Work order: Set down every record exactly as it appears.

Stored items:
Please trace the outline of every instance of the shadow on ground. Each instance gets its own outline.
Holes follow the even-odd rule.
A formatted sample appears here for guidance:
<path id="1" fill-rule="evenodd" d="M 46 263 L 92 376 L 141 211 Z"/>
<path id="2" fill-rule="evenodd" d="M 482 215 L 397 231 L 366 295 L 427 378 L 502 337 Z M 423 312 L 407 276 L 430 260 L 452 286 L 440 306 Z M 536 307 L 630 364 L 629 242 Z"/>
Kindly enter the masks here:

Output for this task:
Please trace the outline of every instance of the shadow on ground. Each instance gets its own outline.
Holes follow the even-odd rule.
A formatted sample appears here for guidance:
<path id="1" fill-rule="evenodd" d="M 46 263 L 92 376 L 141 211 Z"/>
<path id="2" fill-rule="evenodd" d="M 482 215 L 397 231 L 366 295 L 427 378 L 502 337 Z M 423 312 L 407 276 L 430 260 L 452 286 L 440 306 Z M 536 307 L 630 364 L 629 242 Z"/>
Kindly enter the masks here:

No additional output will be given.